──────── Given passage

If one understands eternity as timelessness, and not as an unending timespan, then whoever lives in the present lives for all time.
—Ludwig Wittgenstein (1889–1951) Austrian-born British Philosopher
Every situation, every moment—is of infinite worth; for it is the representative of a whole eternity.
—Johann Wolfgang von Goethe (1749–1832) German Poet
Beauty is eternity gazing at itself in a mirror.
—Kahlil Gibran (1883–1931) Lebanese-born American Philosopher, Poet, Painter, Theologian, Sculptor
Eternity is really long, especially near the end
—Woody Allen (b.1935) American Film Actor, Director
In eternity there is indeed something true and sublime. But all these times and places and occasions are now and here. God himself culminates in the present moment and will never be more divine in the lapse of the ages. Time is but a stream I go a-fishing in. I drink at it, but when I drink I see the sandy bottom and detect how shallow it is. Its thin current slides away but eternity remains.
—Henry David Thoreau (1817–62) American Philosopher
All that is not eternal is eternally out of date.
—C. S. Lewis (1898-1963) Irish-born British Academic, Author, Literary Scholar
There is, I know not how, in the minds of men, a certain presage, as it were, of a future existence, and this takes the deepest root, and is most discoverable, in the greatest geniuses and most exalted souls.

────────────────

Instructions to follow:
List every person to whom a quotation in the eternity quotations is attributed.

──────── Records

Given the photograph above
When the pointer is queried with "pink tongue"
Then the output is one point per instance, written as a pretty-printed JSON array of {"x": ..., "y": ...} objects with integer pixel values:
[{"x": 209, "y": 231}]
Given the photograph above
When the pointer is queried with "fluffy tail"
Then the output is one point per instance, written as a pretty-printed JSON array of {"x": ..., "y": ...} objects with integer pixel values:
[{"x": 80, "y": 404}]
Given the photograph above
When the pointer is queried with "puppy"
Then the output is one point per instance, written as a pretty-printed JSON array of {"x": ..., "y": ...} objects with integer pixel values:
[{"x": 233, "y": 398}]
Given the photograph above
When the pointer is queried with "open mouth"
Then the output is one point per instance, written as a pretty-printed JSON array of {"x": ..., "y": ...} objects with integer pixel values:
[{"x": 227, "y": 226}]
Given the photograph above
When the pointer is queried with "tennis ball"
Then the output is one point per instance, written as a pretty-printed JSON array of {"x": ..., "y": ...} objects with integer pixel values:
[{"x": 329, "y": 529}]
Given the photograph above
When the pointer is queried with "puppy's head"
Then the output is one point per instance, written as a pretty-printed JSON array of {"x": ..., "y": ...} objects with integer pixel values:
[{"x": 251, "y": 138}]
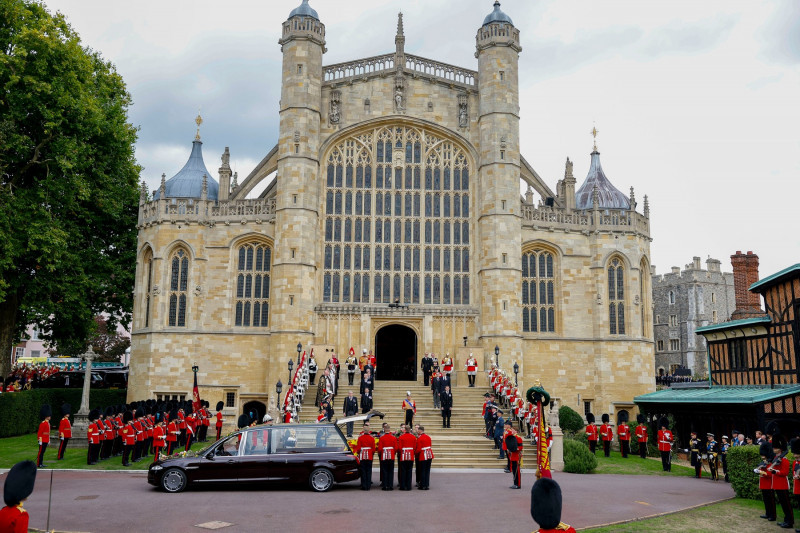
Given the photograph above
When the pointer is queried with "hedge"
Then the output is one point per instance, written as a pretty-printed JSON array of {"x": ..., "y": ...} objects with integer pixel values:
[
  {"x": 577, "y": 457},
  {"x": 742, "y": 460},
  {"x": 19, "y": 411}
]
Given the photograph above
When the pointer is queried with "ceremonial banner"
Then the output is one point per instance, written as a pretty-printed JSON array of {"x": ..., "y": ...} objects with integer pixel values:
[{"x": 195, "y": 395}]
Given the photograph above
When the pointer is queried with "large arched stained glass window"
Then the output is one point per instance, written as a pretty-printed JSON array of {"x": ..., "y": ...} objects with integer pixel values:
[
  {"x": 396, "y": 221},
  {"x": 616, "y": 297},
  {"x": 253, "y": 264},
  {"x": 178, "y": 288},
  {"x": 538, "y": 291}
]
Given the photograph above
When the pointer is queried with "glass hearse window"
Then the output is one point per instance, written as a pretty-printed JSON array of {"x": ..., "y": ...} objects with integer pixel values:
[{"x": 307, "y": 440}]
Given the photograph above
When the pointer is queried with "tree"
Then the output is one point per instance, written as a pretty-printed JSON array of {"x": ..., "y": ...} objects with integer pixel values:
[{"x": 68, "y": 183}]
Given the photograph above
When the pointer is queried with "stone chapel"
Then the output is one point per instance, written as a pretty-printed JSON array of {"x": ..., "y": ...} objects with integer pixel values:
[{"x": 393, "y": 221}]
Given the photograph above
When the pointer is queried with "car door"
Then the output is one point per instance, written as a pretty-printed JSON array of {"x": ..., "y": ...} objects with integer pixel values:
[
  {"x": 220, "y": 464},
  {"x": 255, "y": 455}
]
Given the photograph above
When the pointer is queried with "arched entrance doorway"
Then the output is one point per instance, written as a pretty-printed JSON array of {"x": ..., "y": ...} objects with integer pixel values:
[{"x": 396, "y": 351}]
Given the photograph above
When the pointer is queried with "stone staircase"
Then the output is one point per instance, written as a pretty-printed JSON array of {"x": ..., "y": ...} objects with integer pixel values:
[{"x": 463, "y": 445}]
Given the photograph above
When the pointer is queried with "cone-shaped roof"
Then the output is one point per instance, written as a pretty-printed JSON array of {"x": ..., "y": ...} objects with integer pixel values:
[
  {"x": 497, "y": 16},
  {"x": 188, "y": 183},
  {"x": 304, "y": 10},
  {"x": 609, "y": 196}
]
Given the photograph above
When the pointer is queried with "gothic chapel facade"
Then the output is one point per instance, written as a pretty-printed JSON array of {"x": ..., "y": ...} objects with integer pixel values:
[{"x": 397, "y": 180}]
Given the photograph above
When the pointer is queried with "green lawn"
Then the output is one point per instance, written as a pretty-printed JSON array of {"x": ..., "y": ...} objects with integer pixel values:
[
  {"x": 15, "y": 449},
  {"x": 637, "y": 466},
  {"x": 731, "y": 515}
]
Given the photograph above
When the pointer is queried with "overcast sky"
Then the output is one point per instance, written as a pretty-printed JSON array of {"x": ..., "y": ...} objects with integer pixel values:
[{"x": 697, "y": 104}]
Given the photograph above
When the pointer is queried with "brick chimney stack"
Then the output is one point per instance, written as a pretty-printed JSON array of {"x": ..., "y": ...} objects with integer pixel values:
[{"x": 745, "y": 273}]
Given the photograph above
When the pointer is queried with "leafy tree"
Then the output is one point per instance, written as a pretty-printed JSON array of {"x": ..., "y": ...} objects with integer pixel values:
[{"x": 68, "y": 183}]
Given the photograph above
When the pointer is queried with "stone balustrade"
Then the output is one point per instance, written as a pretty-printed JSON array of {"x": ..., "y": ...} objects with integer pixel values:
[
  {"x": 385, "y": 64},
  {"x": 544, "y": 217},
  {"x": 188, "y": 210}
]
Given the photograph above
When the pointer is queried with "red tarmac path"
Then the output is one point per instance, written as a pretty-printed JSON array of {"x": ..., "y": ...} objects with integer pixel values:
[{"x": 457, "y": 501}]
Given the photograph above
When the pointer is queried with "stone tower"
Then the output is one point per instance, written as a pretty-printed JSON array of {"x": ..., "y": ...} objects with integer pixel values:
[
  {"x": 296, "y": 216},
  {"x": 498, "y": 205}
]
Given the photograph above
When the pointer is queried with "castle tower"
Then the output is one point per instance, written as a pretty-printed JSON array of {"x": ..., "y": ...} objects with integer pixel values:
[
  {"x": 498, "y": 205},
  {"x": 297, "y": 200}
]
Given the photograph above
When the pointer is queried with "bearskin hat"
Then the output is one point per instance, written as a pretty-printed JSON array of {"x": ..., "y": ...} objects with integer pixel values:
[
  {"x": 766, "y": 450},
  {"x": 546, "y": 503},
  {"x": 19, "y": 483}
]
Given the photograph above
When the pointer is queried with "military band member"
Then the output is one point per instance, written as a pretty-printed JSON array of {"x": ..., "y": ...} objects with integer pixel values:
[
  {"x": 351, "y": 363},
  {"x": 591, "y": 432},
  {"x": 43, "y": 434},
  {"x": 665, "y": 444},
  {"x": 16, "y": 489},
  {"x": 387, "y": 448},
  {"x": 64, "y": 430},
  {"x": 624, "y": 434},
  {"x": 365, "y": 450},
  {"x": 424, "y": 453},
  {"x": 472, "y": 369},
  {"x": 641, "y": 435},
  {"x": 781, "y": 469},
  {"x": 607, "y": 434},
  {"x": 711, "y": 453},
  {"x": 546, "y": 507},
  {"x": 407, "y": 445},
  {"x": 694, "y": 454}
]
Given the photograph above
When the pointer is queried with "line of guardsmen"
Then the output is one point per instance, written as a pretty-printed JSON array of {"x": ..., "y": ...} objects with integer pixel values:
[
  {"x": 410, "y": 446},
  {"x": 133, "y": 431}
]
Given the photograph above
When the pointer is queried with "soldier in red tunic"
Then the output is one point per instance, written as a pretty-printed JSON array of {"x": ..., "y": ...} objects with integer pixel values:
[
  {"x": 424, "y": 459},
  {"x": 591, "y": 432},
  {"x": 18, "y": 486},
  {"x": 64, "y": 430},
  {"x": 546, "y": 507},
  {"x": 641, "y": 435},
  {"x": 43, "y": 435},
  {"x": 407, "y": 445},
  {"x": 387, "y": 448},
  {"x": 365, "y": 450},
  {"x": 607, "y": 434},
  {"x": 624, "y": 433}
]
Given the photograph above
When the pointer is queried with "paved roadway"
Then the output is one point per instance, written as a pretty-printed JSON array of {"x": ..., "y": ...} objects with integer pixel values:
[{"x": 457, "y": 501}]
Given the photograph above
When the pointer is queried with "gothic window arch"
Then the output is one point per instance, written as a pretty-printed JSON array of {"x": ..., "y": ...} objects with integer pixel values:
[
  {"x": 616, "y": 296},
  {"x": 251, "y": 295},
  {"x": 178, "y": 288},
  {"x": 538, "y": 291},
  {"x": 418, "y": 184}
]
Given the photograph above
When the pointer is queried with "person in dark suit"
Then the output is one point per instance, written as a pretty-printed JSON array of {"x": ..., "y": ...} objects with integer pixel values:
[
  {"x": 366, "y": 401},
  {"x": 446, "y": 400},
  {"x": 350, "y": 408}
]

────────────────

Result of this task:
Ludwig Wittgenstein, Johann Wolfgang von Goethe, Kahlil Gibran, Woody Allen, Henry David Thoreau, C. S. Lewis